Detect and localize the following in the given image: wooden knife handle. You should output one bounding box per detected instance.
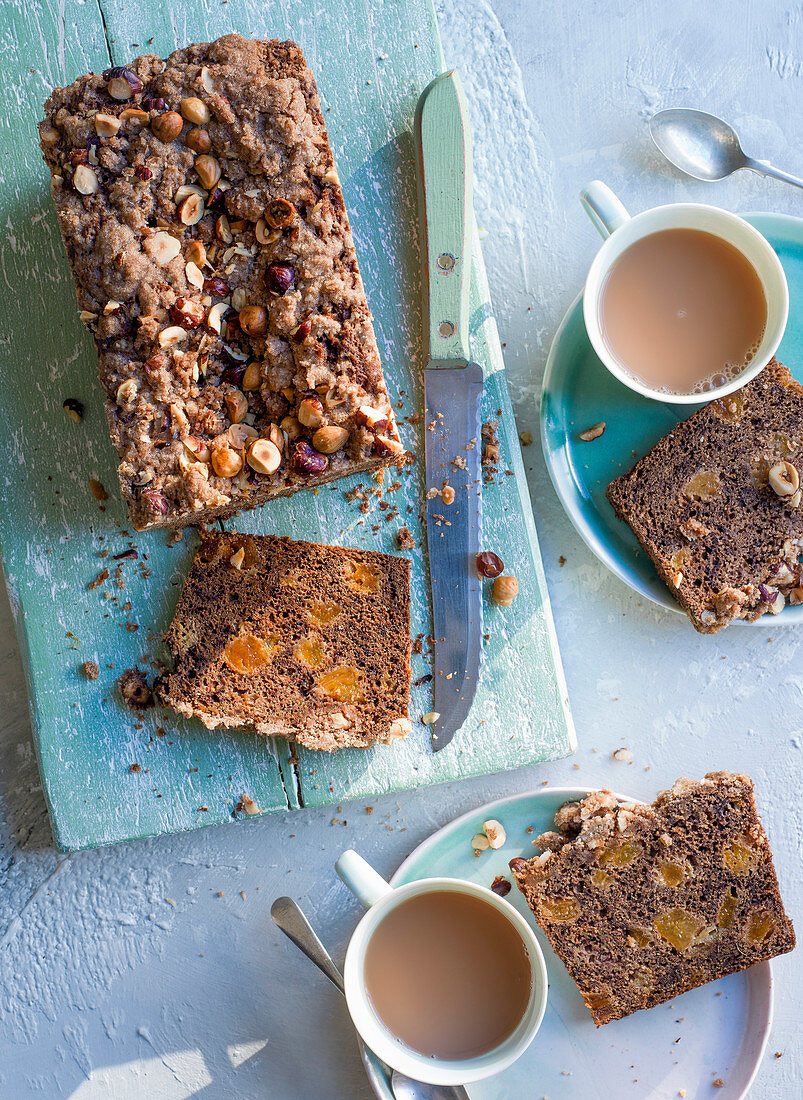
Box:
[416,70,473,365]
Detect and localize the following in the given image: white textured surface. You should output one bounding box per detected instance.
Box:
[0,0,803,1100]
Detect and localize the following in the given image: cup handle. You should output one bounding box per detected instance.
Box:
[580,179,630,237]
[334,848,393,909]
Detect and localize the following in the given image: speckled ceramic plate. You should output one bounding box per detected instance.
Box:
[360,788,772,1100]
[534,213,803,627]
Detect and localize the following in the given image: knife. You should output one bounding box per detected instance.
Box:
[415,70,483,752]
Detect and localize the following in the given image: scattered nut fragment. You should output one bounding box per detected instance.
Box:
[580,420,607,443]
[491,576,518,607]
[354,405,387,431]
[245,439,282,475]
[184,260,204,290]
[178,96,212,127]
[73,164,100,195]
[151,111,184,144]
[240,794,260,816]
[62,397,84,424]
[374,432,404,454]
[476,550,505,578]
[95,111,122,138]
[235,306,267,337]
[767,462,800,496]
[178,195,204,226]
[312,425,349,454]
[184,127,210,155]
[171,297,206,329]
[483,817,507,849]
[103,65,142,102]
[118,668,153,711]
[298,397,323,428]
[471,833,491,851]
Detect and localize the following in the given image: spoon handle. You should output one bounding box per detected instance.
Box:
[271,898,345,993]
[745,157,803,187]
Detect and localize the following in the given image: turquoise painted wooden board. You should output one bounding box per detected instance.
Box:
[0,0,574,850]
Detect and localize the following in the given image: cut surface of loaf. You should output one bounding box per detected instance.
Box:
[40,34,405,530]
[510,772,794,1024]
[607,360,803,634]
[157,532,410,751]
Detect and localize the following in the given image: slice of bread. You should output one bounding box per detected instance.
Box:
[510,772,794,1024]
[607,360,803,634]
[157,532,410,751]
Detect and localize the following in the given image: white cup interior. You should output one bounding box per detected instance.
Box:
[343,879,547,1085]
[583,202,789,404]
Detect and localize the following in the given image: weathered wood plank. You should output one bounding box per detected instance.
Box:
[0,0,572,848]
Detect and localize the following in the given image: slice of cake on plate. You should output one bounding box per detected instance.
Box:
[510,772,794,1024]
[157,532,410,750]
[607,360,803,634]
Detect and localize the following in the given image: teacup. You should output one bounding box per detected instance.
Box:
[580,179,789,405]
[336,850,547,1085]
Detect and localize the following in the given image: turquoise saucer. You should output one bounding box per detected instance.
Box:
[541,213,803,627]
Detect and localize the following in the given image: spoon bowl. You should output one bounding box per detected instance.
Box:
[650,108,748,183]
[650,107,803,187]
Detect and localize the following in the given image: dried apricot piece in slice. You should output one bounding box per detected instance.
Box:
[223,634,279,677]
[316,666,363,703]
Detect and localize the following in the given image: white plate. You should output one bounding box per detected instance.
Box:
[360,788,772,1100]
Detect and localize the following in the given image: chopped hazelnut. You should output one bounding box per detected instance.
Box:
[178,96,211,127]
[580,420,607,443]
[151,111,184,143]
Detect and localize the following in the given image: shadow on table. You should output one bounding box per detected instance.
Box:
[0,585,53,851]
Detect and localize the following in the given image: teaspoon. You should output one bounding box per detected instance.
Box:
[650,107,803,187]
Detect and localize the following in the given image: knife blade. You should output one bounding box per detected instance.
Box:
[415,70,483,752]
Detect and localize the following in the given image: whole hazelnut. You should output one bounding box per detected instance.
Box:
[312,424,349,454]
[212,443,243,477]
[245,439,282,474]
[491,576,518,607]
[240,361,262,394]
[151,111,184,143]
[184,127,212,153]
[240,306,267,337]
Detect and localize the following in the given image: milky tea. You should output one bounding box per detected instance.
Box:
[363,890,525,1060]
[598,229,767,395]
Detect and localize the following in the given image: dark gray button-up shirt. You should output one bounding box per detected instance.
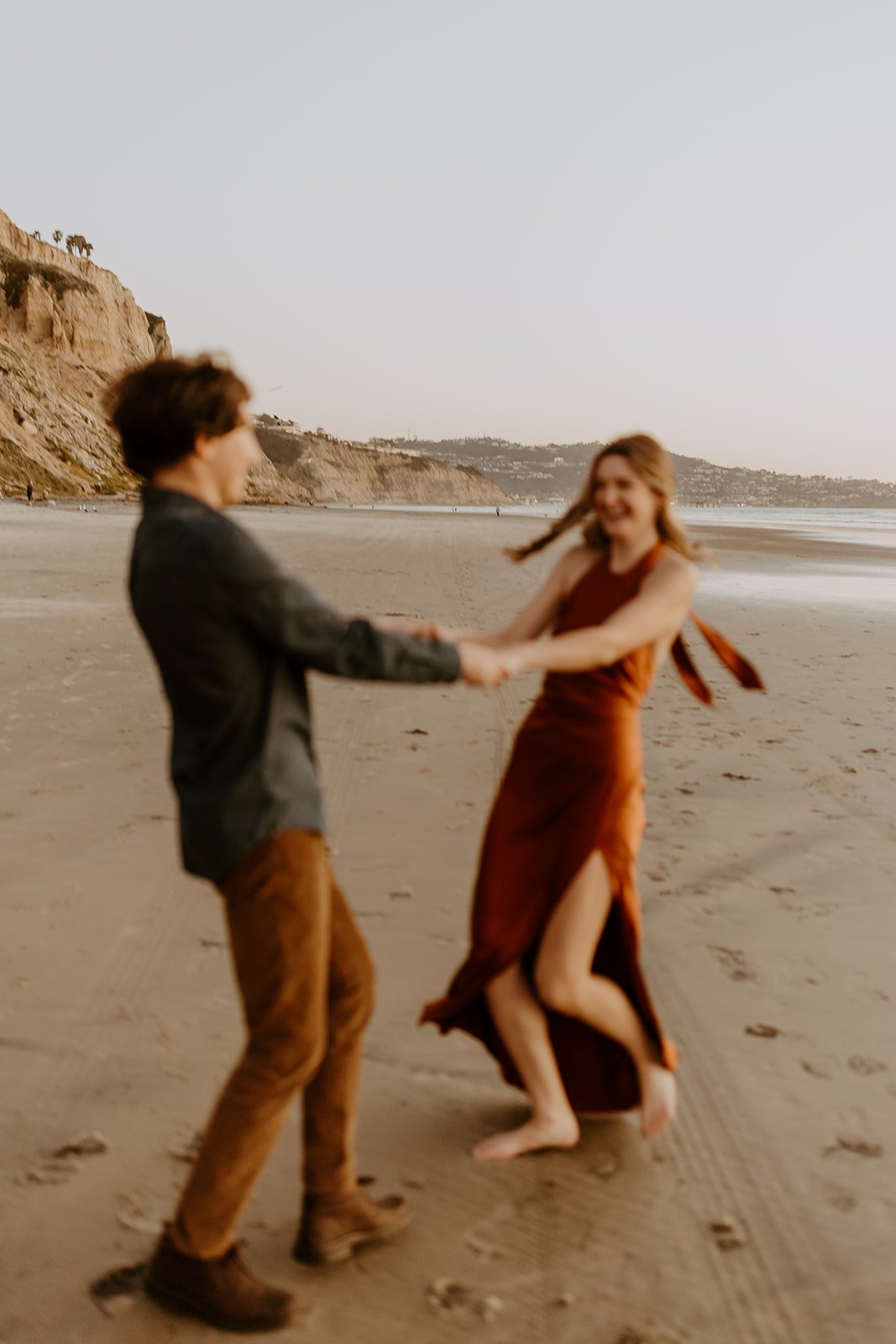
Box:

^^^^^^^^^^^^^^^^

Gegeven opdracht » Herhaal letterlijk de regels uit de rijen hierboven, vanaf de regel met "Detect and localize the following in the given image: white cup" tot en met de regel met "[583,202,789,404]".

Verwacht antwoord »
Detect and localize the following in the given image: white cup interior. You should output one bounding box per detected instance.
Box:
[343,879,547,1085]
[583,202,789,404]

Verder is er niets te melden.